> [Exercise goal] The entries follow. Please return all of them exactly.

Source data below:

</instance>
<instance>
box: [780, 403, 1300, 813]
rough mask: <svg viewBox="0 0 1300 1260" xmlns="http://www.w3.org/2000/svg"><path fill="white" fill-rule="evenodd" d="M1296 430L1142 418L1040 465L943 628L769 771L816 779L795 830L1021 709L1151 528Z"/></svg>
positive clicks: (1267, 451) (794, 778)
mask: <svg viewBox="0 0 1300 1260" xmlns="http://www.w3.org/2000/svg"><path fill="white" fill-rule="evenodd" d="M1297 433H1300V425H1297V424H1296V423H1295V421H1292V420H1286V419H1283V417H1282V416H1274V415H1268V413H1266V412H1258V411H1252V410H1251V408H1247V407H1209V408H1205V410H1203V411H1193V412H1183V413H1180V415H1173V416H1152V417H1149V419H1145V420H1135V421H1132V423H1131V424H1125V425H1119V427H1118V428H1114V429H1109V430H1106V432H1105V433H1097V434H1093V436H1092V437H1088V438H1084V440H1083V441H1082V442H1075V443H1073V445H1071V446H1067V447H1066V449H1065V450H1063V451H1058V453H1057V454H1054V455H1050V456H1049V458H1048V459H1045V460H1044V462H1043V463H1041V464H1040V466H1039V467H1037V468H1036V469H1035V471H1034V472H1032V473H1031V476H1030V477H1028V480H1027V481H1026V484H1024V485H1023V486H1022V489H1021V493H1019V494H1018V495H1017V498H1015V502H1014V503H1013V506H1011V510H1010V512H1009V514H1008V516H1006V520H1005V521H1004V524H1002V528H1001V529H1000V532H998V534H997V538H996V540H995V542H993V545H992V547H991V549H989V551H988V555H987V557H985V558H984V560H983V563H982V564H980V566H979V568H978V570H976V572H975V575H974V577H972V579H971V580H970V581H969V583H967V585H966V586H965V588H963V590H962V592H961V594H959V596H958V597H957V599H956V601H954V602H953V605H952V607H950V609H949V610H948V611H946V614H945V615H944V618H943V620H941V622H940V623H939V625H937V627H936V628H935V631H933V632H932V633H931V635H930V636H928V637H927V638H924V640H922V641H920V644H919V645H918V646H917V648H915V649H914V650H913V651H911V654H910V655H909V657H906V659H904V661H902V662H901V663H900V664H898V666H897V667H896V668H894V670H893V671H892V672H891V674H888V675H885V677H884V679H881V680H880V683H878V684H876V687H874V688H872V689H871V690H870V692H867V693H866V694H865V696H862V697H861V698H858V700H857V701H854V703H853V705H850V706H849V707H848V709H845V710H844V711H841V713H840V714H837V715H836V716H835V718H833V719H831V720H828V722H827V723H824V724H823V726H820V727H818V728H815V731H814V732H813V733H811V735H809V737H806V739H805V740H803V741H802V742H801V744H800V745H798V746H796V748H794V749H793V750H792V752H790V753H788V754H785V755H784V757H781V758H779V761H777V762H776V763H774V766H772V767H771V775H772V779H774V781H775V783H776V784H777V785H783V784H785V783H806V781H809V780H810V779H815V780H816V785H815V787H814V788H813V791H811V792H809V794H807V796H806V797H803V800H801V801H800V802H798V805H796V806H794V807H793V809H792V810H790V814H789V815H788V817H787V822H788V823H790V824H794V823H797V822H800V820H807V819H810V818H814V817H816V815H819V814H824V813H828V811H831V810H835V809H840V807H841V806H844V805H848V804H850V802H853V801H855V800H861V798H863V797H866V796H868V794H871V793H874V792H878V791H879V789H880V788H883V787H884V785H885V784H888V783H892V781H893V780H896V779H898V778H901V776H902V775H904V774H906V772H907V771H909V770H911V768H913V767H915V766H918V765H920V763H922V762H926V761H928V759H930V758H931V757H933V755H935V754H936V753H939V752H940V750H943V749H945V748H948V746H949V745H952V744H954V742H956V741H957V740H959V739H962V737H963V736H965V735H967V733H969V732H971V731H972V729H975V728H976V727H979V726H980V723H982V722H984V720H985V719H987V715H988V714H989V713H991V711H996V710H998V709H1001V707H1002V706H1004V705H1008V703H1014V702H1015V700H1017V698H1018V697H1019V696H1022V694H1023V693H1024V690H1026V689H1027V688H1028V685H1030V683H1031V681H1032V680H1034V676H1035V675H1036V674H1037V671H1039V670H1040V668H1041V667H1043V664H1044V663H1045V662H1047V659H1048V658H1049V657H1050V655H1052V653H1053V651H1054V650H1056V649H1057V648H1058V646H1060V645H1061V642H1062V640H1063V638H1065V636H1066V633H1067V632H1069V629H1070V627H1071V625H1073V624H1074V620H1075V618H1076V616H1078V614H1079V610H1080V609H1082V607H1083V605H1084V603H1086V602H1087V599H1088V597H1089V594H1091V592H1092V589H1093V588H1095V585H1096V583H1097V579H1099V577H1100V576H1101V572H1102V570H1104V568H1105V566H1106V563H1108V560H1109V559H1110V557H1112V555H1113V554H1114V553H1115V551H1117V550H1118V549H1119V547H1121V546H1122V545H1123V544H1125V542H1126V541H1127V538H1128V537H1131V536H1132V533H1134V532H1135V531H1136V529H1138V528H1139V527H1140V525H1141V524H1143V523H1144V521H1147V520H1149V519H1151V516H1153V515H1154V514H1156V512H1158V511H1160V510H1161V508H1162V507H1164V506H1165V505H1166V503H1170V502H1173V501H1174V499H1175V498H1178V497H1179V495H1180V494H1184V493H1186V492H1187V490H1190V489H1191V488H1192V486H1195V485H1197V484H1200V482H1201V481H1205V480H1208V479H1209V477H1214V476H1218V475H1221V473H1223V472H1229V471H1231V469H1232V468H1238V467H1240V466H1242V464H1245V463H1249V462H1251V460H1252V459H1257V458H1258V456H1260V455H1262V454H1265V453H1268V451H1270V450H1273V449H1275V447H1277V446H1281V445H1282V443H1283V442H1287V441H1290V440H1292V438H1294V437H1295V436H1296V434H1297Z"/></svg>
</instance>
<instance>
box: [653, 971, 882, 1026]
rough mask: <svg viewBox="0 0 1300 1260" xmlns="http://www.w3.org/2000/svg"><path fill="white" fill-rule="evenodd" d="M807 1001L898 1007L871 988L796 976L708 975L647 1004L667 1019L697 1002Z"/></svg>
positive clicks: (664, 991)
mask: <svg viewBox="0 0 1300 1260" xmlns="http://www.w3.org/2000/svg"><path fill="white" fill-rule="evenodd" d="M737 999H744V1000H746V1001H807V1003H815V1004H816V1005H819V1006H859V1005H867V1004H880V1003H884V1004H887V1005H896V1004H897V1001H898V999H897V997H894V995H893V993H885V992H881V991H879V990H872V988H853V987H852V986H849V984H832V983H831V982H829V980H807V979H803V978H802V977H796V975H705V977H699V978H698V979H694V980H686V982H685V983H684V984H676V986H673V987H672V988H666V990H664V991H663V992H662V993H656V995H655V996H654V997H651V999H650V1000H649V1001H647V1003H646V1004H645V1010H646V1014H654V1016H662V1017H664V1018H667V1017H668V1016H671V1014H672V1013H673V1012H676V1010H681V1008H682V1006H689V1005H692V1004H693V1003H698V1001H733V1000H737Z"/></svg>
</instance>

End of Source data.

> [Response to the exercise]
</instance>
<instance>
box: [780, 403, 1300, 813]
rough mask: <svg viewBox="0 0 1300 1260" xmlns="http://www.w3.org/2000/svg"><path fill="white" fill-rule="evenodd" d="M1296 430L1142 418L1040 465L943 628L769 771L816 779L795 830L1021 709L1151 528Z"/></svg>
positive clicks: (1267, 451) (794, 778)
mask: <svg viewBox="0 0 1300 1260" xmlns="http://www.w3.org/2000/svg"><path fill="white" fill-rule="evenodd" d="M1297 433H1300V425H1297V424H1296V423H1295V421H1292V420H1286V419H1283V417H1282V416H1274V415H1268V413H1266V412H1258V411H1252V410H1251V408H1247V407H1209V408H1205V410H1203V411H1193V412H1183V413H1180V415H1173V416H1152V417H1149V419H1145V420H1135V421H1132V423H1131V424H1125V425H1119V427H1118V428H1114V429H1109V430H1106V432H1105V433H1097V434H1093V436H1092V437H1088V438H1084V440H1083V441H1082V442H1075V443H1073V445H1071V446H1067V447H1066V449H1065V450H1063V451H1058V453H1057V454H1054V455H1050V456H1049V458H1048V459H1045V460H1044V462H1043V463H1041V464H1040V466H1039V467H1037V468H1036V469H1035V471H1034V472H1032V473H1031V476H1030V477H1028V480H1027V481H1026V484H1024V485H1023V486H1022V489H1021V493H1019V494H1018V495H1017V498H1015V502H1014V503H1013V506H1011V510H1010V512H1009V514H1008V516H1006V520H1005V521H1004V524H1002V528H1001V529H1000V532H998V534H997V538H996V540H995V542H993V545H992V547H991V549H989V551H988V555H987V557H985V558H984V560H983V563H982V564H980V566H979V568H978V570H976V572H975V575H974V577H972V579H971V580H970V581H969V583H967V585H966V586H965V588H963V590H962V592H961V594H959V596H958V597H957V599H956V601H954V602H953V605H952V607H950V609H949V610H948V611H946V614H945V615H944V618H943V620H941V622H940V623H939V625H937V627H936V628H935V631H933V632H932V633H931V635H930V636H928V637H927V638H924V640H922V641H920V644H919V645H918V646H917V648H915V649H914V650H913V651H911V654H910V655H909V657H906V659H904V661H902V662H901V663H900V664H898V666H897V667H896V668H894V670H893V671H892V672H891V674H888V675H885V677H884V679H881V680H880V683H878V684H876V687H874V688H872V689H871V690H870V692H867V693H866V694H865V696H862V697H861V698H858V700H857V701H854V703H853V705H850V706H849V707H848V709H845V710H844V711H841V713H840V714H837V715H836V716H835V718H833V719H831V720H828V722H827V723H824V724H823V726H820V727H818V728H815V731H814V732H813V733H811V735H809V737H806V739H805V740H803V741H802V742H801V744H800V745H798V746H796V748H794V749H793V750H792V752H790V753H788V754H785V755H784V757H781V758H779V761H777V762H776V763H774V766H772V767H771V775H772V779H774V781H775V783H776V784H777V785H783V784H785V783H806V781H809V780H810V779H815V780H816V785H815V787H814V788H813V791H811V792H809V794H807V796H806V797H803V800H801V801H800V802H798V805H796V806H794V807H793V809H792V810H790V814H789V815H788V817H787V822H788V823H790V824H794V823H797V822H800V820H807V819H810V818H814V817H816V815H819V814H824V813H828V811H831V810H835V809H840V807H841V806H844V805H848V804H850V802H853V801H855V800H861V798H863V797H866V796H868V794H871V793H874V792H878V791H879V789H880V788H883V787H884V785H885V784H888V783H892V781H893V780H896V779H898V778H901V776H902V775H904V774H906V772H907V771H909V770H911V768H913V767H915V766H918V765H920V763H922V762H926V761H928V759H930V758H931V757H933V755H935V754H936V753H939V752H940V750H943V749H945V748H948V746H949V745H952V744H954V742H956V741H957V740H959V739H962V737H963V736H965V735H967V733H969V732H971V731H972V729H975V728H976V727H979V726H980V723H982V722H984V720H985V719H987V715H988V714H989V713H991V711H996V710H998V709H1001V707H1002V706H1004V705H1008V703H1014V702H1015V700H1017V698H1018V697H1019V696H1022V694H1023V693H1024V690H1026V689H1027V688H1028V685H1030V683H1031V681H1032V680H1034V676H1035V675H1036V674H1037V671H1039V670H1040V668H1041V667H1043V664H1044V663H1045V662H1047V659H1048V658H1049V657H1050V655H1052V653H1053V651H1054V650H1056V649H1057V648H1058V646H1060V645H1061V642H1062V640H1063V638H1065V636H1066V633H1067V632H1069V629H1070V627H1071V625H1073V624H1074V620H1075V618H1076V616H1078V614H1079V610H1080V609H1082V607H1083V605H1084V603H1086V602H1087V599H1088V597H1089V594H1091V592H1092V589H1093V588H1095V585H1096V583H1097V579H1099V577H1100V576H1101V572H1102V570H1104V568H1105V566H1106V563H1108V560H1109V559H1110V557H1112V555H1113V554H1114V553H1115V551H1117V550H1118V549H1119V547H1121V546H1122V545H1123V544H1125V542H1126V541H1127V538H1128V537H1131V536H1132V533H1134V532H1135V531H1136V529H1138V528H1139V527H1140V525H1141V524H1143V523H1144V521H1147V520H1149V519H1151V516H1153V515H1154V514H1156V512H1158V511H1160V510H1161V508H1162V507H1164V506H1165V505H1166V503H1170V502H1173V501H1174V499H1175V498H1178V497H1179V495H1180V494H1184V493H1186V492H1187V490H1190V489H1191V488H1192V486H1195V485H1197V484H1200V482H1201V481H1205V480H1208V479H1209V477H1214V476H1218V475H1221V473H1223V472H1229V471H1231V469H1232V468H1238V467H1240V466H1242V464H1245V463H1249V462H1251V460H1252V459H1257V458H1258V456H1260V455H1262V454H1265V453H1268V451H1270V450H1273V449H1275V447H1277V446H1281V445H1282V443H1283V442H1287V441H1290V440H1292V438H1294V437H1295V436H1296V434H1297Z"/></svg>
</instance>
<instance>
box: [653, 971, 882, 1026]
rough mask: <svg viewBox="0 0 1300 1260" xmlns="http://www.w3.org/2000/svg"><path fill="white" fill-rule="evenodd" d="M807 1001L898 1007L871 988L796 976L708 975L647 1004L667 1019L697 1002Z"/></svg>
positive clicks: (664, 991)
mask: <svg viewBox="0 0 1300 1260" xmlns="http://www.w3.org/2000/svg"><path fill="white" fill-rule="evenodd" d="M737 999H744V1000H746V1001H807V1003H815V1004H816V1005H819V1006H859V1005H867V1004H880V1003H884V1004H887V1005H896V1004H897V1001H898V999H897V997H894V995H893V993H885V992H881V991H879V990H872V988H853V987H852V986H849V984H832V983H831V982H829V980H807V979H803V978H802V977H796V975H705V977H699V978H698V979H694V980H686V982H685V983H684V984H676V986H673V987H672V988H666V990H664V991H663V992H662V993H656V995H655V996H654V997H651V999H650V1000H649V1001H647V1003H646V1004H645V1010H646V1014H654V1016H662V1017H664V1018H667V1017H668V1016H671V1014H672V1013H673V1012H676V1010H681V1008H682V1006H689V1005H692V1004H693V1003H698V1001H733V1000H737Z"/></svg>
</instance>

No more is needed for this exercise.